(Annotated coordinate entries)
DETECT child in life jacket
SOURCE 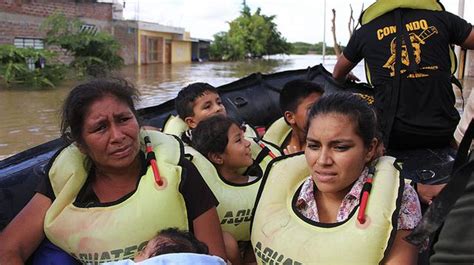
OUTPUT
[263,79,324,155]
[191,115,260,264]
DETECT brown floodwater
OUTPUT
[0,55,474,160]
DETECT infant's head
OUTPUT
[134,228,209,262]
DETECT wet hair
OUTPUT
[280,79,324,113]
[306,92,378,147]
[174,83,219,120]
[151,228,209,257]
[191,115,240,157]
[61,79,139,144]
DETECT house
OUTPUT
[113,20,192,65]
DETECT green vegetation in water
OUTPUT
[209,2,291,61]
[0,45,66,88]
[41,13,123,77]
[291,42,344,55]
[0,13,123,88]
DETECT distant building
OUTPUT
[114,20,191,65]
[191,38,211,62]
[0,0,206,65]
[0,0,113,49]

--

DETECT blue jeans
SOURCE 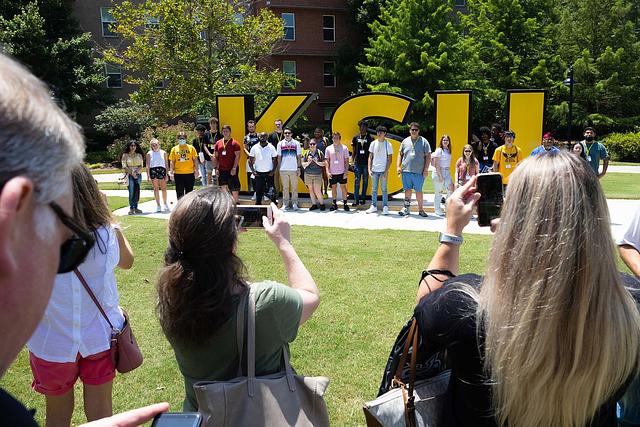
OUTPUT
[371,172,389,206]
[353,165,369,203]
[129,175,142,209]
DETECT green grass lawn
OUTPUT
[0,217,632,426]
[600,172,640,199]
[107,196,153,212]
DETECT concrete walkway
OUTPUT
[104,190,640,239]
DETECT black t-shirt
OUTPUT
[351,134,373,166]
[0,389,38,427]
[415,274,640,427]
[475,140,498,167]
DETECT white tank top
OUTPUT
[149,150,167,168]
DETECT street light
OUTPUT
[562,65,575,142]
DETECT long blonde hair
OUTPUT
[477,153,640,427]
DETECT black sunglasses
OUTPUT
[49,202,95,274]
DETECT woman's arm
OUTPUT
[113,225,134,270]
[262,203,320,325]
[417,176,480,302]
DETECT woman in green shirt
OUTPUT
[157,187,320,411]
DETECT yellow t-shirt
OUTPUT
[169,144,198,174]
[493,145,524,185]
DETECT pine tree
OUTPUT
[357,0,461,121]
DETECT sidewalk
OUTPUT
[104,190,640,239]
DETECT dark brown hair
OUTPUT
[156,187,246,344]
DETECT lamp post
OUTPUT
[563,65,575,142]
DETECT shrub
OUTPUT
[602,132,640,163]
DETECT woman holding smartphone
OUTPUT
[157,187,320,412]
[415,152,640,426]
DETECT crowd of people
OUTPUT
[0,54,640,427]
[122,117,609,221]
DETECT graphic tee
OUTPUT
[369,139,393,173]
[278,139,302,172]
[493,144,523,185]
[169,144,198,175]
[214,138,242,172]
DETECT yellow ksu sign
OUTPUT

__Short problem__
Rescale the stretch of entries from the line containing "DETECT child in life jacket" through the line containing "[113,20,192,65]" by rewriting every line in that range, including the DETECT and OUTPUT lines. Multiply each bounding-box coordinate by 0.2 and round it to a whole number, with halves rounded up; leave the pictures out of your answer.

__The solution__
DETECT child in life jacket
SOURCE 
OUTPUT
[53,16,65,31]
[38,23,52,53]
DETECT brown floodwater
OUTPUT
[0,11,95,32]
DETECT infant's head
OUTPUT
[27,46,42,52]
DETECT wet hair
OUTPUT
[56,16,65,23]
[61,18,76,29]
[35,17,44,24]
[30,46,42,51]
[38,23,48,31]
[12,16,28,29]
DETECT house
OUTPUT
[23,4,38,13]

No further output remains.